* _Given exercise a_:
Summarize the Harness Chaos Engineering page in two sentences.

* _Text provided_:

****************************************

July 9, 2024

Get Started With Harness Chaos Engineering Free Plan

Table of Contents

Harness Chaos Engineering (HCE) simplifies chaos engineering for enterprises by leveraging the open-source LitmusChaos project and offering a comprehensive, free plan with features like a cloud-native approach, extensive fault library, centralized control plane, and native integration with Harness pipelines. This enables structured experimentation, observability, and hypothesis validation to build resilient applications, supported by governance enforcement, detailed analytics, and guided chaos experiment execution.

Get Started With Harness Chaos Engineering Free Plan

Harness Chaos Engineering (HCE) is powered by the open source CNCF chaos engineering project, LitmusChaos. HCE adds additional features to make chaos engineering for enterprises easy. Harness offers a free hosted LitmusChaos, which includes features equivalent to LitmusChaos and also bundles Harness platform features such as RBAC and hosted logging—all for free.

Watch: Getting Started with Harness Chaos Engineering

---

Getting Started with Harness Chaos Engineering

Build resilient applications using the following steps:

1. Choose or build your application

2. Configure the chaos control plane:

   - Set up an environment

   - Set up chaos infrastructure

3. Create chaos experiments in your application

4. Execute the chaos experiments

5. Analyze the results

Chaos experiments need appropriate observability infrastructure to validate the hypotheses around the steady state. The practice of chaos engineering consists of performing experiments repeatedly by injecting various potential failures (chaos faults) to simulate real-world failure conditions against different resources (targets).

Harness Chaos Engineering simplifies chaos engineering practices for your organization. The diagram below describes the steps to induce chaos into an application.

****************************************

(A run of rows)
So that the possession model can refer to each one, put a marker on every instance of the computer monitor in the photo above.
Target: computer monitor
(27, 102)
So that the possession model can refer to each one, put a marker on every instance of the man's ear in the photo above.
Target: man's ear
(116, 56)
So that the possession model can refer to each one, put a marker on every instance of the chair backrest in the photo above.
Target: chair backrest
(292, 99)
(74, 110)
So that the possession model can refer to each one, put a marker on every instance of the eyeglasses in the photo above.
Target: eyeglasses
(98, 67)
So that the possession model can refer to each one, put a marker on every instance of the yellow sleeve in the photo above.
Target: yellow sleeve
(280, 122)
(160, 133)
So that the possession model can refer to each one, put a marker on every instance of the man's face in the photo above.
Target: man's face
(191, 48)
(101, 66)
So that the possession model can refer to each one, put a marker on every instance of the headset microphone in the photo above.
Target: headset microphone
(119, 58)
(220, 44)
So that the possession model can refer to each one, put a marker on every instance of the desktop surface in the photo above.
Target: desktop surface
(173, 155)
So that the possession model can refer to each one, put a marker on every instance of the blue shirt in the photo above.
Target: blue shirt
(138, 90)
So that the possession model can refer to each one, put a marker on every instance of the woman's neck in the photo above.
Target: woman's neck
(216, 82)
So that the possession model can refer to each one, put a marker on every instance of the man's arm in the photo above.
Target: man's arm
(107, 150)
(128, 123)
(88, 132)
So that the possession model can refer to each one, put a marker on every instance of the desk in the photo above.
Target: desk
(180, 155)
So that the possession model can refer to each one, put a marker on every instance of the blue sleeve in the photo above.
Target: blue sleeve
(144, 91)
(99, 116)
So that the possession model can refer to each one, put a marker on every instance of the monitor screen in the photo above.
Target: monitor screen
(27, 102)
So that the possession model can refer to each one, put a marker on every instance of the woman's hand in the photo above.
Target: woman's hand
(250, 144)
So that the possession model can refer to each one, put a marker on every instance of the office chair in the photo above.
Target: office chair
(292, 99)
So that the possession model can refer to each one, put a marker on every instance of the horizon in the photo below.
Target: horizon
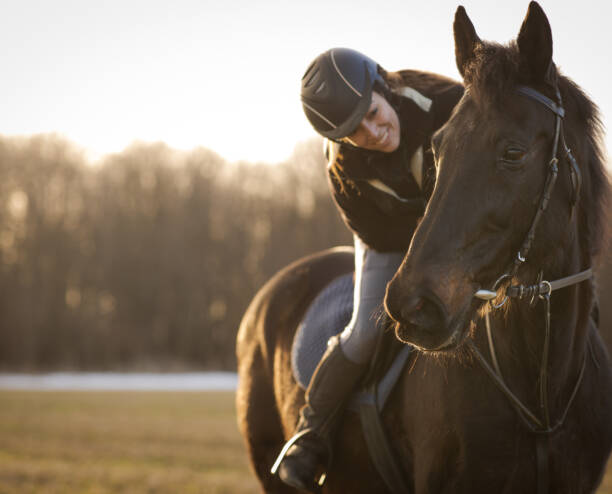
(107, 76)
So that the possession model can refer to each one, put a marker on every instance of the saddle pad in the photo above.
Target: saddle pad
(326, 316)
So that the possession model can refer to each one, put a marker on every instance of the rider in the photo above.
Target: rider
(378, 127)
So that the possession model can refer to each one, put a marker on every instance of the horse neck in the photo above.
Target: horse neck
(519, 332)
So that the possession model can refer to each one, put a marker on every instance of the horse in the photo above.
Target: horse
(534, 416)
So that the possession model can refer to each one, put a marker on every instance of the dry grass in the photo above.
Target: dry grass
(140, 442)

****************************************

* _Given exercise b_:
Put the rows into a numbered list, starting with the line that contains "pad in the photo above." and going on through the last line of the rows. Leave out blank lines.

* _Task answer a_:
Harness Chaos Engineering is powered by the open-source CNCF project LitmusChaos and adds features that make chaos engineering easy for enterprises, including a free hosted plan that bundles Harness platform features such as RBAC and hosted logging. The page lays out steps for building resilient applications: choosing or building an application, configuring the chaos control plane, creating and executing chaos experiments, and analyzing the results, with experiments repeatedly injecting potential failures against different targets.

* _Task answer b_:
1. So that the possession model can refer to each one, put a marker on every instance of the saddle pad in the photo above.
2. Target: saddle pad
3. (326, 316)
4. So that the possession model can refer to each one, put a marker on every instance of the rider in the photo above.
5. Target: rider
6. (378, 127)
7. So that the possession model can refer to each one, put a marker on every instance of the horse neck in the photo above.
8. Target: horse neck
9. (519, 332)
10. So that the possession model can refer to each one, put a marker on every instance of the horse in the photo above.
11. Target: horse
12. (534, 416)
13. So that the possession model can refer to each one, put a marker on every instance of the dry grass in the photo above.
14. Target: dry grass
15. (140, 442)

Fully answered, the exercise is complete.